> [Document excerpt]:

Good news is that I don't seem to be dying. The bad news is that, despite SFGate articles to the contrary, I probably got it from oral sex.
I saw the article, and today I asked one of my doctors. Read on to find out more.
After my radiology follow-up appointment yesterday, my doctor confirmed that the HPV strain found in my lesion was HPV-16. Yes, that's one of the two accountable for 60% or more of cervical cancer. Not only can something as benign as kissing cause the virus to spread, but any dirty hand-to-mouth contact can as well. I pick my teeth, and had a nail biting habit when I was younger, which could easily have led to transmission. In fact, the average time for the oncogenes present in HPV to develop into squamous-cell carcinoma means I probably acquired it very young. It would also explain why the lesion tested positive for one of the oncogenes, but I appear HPV negative (the body can fight HPV off, unlike herpes simplex).
Most strains, including the ones that causes cervical cancer and genital warts, are present in anywhere from 50-80% of the earth's population. The linked article is confusing (at least) 100 different strains of HPV and treating them as the same virus (they aren't) in some paragraphs, and in others trying to state that all genital strains cannot infect the mouth, and vice-versa (also false). However my crack radiation oncologist explained that the strain I likely had, 16, is the nasty one. She also explained I didn't need to panic, as oral-to-genital transmission would have likely been zero. It was far more likely that I acquired the virus from nail biting and poor hand sanitation when I was a toddler, and had fought the virus off before I became sexually active.
The problem with real problem with HPV is that it's so damn prevalent. Yes, so far, nearly all the nasty strains of HPV that raise cancer risk (or can outright cause a disease that leads to cancer) are sexually-transmitted. However, sexual contact is not the only way to spread these strains. And while many sex-opponents are right that safe sex practices do not prevent HPV (it helps, some), abstinence does not prevent it either!

> [Problems to solve]:
1. Copy the stretch of the HPV post from "Most strains, including" through "became sexually active.".
2. Pick up the HPV post after its last sentence and keep writing in the same voice.

> [Information supplied]:
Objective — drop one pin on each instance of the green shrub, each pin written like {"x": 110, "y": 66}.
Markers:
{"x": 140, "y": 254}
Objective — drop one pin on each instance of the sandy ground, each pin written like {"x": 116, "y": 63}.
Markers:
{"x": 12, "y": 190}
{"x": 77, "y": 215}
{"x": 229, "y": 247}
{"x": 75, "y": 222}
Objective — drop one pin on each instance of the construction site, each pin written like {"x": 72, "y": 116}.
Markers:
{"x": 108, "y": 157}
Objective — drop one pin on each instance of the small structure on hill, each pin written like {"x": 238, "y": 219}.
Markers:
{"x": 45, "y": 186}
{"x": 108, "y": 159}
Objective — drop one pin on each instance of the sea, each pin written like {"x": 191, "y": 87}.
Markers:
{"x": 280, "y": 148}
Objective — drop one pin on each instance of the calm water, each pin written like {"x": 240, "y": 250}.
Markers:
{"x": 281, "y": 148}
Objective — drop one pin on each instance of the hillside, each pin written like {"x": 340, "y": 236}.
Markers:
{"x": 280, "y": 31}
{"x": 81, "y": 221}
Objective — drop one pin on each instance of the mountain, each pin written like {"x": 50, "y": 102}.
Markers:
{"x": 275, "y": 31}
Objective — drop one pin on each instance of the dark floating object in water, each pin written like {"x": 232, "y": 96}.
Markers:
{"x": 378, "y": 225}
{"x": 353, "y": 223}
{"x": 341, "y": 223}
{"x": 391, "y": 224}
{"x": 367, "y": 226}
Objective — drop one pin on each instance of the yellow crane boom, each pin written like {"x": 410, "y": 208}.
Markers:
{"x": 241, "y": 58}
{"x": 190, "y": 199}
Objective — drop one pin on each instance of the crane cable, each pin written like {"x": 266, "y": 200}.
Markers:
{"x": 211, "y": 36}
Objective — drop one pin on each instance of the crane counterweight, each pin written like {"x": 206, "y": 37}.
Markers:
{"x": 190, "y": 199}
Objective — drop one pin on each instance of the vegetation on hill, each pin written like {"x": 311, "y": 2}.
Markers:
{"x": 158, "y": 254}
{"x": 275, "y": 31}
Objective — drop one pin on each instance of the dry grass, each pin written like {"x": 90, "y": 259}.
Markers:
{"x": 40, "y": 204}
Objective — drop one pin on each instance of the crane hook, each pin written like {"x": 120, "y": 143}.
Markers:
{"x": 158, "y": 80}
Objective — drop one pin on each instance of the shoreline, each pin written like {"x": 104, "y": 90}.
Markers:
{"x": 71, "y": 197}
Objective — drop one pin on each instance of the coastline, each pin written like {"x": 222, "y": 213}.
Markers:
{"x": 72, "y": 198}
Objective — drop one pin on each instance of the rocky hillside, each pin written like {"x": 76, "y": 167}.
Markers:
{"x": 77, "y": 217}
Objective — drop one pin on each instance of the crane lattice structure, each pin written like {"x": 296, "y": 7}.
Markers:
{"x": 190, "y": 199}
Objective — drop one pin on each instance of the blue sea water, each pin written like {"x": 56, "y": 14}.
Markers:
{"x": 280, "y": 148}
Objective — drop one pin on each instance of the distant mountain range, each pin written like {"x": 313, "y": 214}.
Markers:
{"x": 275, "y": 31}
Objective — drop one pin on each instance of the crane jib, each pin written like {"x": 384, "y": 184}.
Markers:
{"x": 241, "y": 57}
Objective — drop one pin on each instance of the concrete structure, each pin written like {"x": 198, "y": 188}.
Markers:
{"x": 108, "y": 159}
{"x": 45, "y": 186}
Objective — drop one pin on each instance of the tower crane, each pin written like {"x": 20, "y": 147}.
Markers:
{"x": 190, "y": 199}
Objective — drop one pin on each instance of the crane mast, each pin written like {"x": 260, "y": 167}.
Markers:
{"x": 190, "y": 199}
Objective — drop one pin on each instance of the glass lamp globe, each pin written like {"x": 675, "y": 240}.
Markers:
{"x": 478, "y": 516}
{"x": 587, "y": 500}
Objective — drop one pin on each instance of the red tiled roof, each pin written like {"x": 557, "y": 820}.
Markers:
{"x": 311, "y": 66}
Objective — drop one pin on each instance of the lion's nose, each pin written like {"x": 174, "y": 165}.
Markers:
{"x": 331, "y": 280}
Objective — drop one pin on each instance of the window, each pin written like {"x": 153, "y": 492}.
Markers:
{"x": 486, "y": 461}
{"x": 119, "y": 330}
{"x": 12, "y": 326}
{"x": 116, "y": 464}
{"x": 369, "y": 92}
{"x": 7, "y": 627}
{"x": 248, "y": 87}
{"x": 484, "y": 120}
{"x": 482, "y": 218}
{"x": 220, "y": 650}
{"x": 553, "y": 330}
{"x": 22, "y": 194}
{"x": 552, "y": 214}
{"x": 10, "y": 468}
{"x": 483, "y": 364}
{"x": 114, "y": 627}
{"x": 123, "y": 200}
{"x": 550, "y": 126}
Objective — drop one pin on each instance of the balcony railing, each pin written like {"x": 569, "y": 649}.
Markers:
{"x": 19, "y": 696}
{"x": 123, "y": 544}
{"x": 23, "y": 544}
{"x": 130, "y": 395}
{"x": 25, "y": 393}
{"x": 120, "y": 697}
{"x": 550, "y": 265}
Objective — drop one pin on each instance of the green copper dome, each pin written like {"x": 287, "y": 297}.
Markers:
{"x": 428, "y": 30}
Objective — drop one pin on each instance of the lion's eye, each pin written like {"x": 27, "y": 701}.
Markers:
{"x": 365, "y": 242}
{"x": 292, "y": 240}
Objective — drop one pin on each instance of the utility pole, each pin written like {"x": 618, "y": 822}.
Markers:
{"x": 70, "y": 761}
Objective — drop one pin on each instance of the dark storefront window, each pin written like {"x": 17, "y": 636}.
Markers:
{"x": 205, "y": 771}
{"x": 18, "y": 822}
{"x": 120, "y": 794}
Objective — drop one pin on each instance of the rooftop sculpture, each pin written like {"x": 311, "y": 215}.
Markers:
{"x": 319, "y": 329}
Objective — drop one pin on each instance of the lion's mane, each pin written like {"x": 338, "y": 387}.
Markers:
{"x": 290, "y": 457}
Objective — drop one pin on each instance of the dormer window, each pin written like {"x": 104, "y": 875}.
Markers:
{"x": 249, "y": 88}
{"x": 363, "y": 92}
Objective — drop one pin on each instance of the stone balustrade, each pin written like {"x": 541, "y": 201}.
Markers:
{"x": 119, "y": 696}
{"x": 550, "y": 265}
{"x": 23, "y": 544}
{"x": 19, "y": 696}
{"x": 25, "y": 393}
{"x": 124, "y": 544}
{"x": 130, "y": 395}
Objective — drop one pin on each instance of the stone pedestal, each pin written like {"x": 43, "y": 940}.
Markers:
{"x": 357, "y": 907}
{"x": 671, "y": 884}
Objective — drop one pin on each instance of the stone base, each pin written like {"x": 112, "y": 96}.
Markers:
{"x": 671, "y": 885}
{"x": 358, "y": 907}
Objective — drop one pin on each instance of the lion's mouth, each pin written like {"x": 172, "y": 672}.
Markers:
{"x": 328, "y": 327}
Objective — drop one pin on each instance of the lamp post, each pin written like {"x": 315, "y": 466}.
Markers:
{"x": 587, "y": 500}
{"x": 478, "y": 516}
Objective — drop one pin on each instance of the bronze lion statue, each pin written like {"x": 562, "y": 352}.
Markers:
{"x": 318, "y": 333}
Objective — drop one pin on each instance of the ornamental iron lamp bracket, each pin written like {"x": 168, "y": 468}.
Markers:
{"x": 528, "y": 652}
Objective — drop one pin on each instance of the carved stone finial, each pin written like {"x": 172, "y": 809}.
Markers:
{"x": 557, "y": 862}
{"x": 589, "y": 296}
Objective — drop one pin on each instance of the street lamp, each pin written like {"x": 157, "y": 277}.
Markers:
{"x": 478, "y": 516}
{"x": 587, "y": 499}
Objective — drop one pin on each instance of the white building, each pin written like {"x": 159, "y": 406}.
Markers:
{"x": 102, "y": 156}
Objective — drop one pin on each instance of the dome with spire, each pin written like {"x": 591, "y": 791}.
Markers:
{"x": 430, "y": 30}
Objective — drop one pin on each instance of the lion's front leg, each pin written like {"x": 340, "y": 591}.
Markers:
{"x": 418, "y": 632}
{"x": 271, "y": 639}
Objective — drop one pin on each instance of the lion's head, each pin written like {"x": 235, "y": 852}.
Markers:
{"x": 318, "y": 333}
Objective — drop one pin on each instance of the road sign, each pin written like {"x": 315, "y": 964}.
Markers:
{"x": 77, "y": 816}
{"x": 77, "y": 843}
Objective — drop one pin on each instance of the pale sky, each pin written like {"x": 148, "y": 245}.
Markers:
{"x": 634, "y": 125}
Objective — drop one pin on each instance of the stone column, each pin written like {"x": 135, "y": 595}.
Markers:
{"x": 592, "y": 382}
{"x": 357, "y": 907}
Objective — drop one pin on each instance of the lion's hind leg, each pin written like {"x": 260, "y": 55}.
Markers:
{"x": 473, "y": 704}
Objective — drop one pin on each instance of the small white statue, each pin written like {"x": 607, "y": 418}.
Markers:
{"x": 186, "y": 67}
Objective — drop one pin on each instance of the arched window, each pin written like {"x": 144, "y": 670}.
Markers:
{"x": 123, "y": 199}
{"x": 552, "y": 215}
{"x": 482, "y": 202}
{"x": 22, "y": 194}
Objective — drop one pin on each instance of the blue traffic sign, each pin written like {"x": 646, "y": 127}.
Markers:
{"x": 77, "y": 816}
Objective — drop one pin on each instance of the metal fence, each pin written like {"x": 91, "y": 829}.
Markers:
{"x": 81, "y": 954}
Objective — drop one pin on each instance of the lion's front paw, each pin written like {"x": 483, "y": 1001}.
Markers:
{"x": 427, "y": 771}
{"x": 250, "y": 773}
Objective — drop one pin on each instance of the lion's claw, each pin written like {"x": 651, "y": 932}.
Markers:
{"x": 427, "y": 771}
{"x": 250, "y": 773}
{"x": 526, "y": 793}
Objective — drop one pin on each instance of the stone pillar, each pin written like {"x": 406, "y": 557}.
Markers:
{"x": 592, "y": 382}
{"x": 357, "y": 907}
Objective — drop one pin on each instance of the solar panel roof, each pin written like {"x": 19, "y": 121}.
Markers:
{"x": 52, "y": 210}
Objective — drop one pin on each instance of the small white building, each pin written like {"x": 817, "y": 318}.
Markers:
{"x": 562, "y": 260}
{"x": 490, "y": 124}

> [Set of answers]:
1.
Most strains, including the ones that causes cervical cancer and genital warts, are present in anywhere from 50-80% of the earth's population. The linked article is confusing (at least) 100 different strains of HPV and treating them as the same virus (they aren't) in some paragraphs, and in others trying to state that all genital strains cannot infect the mouth, and vice-versa (also false). However my crack radiation oncologist explained that the strain I likely had, 16, is the nasty one. She also explained I didn't need to panic, as oral-to-genital transmission would have likely been zero. It was far more likely that I acquired the virus from nail biting and poor hand sanitation when I was a toddler, and had fought the virus off before I became sexually active.

2.
Let me repeat this: not even abstinence is a fool-proof method of preventing HPV-16. Around 3% of toddlers (me most likely included) show infection with HPV-16 in the oral cavity. Most people fight off HPV with no effects and have no trace of the virus. Some of us aren't so lucky.
And while radiation therapy, chemotherapy, and surgery looks like they may have saved my life, they have destroyed my neck mobility, permanently altered my sense taste and smell, caused a rupture of my septum, killed my saliva glands, softened my teeth, reduced my esophageal circumference, and left me with very visible and wicked cool scars across my neck, chest, and arms (lymph node removal, and a portocath and other circulatory implants). Even the 3 months without solid foods and two weeks in the hospital with three bacterial infections (infected portocath, infected throat, and something else) are not worth the questionable learning experience of denying a child Gardasil. Sure, maybe Damocles' sword will keep your daughter from having sex, but will it stop her from kissing? Will it stop her from biting her fingernails? Will it stop her from licking her finger after she puts it in the cookie dough? And what about your son, does he deserve what I have gone through at the age of 27, just because as a three-year-old he couldn't keep his damn hands out of his mouth?
Never, ever let willful ignorance stifle compassion. Every time you hear an argument against HPV vaccination, or how all welfare spending is wrong, and how consumer protection doesn't really help anyone and gets in the way of innovation, do not be afraid to confront the argument and debunk it. Explain that nobody deserves to suffer like this, no matter their mistakes. Explain that ignorance will never excuse evil.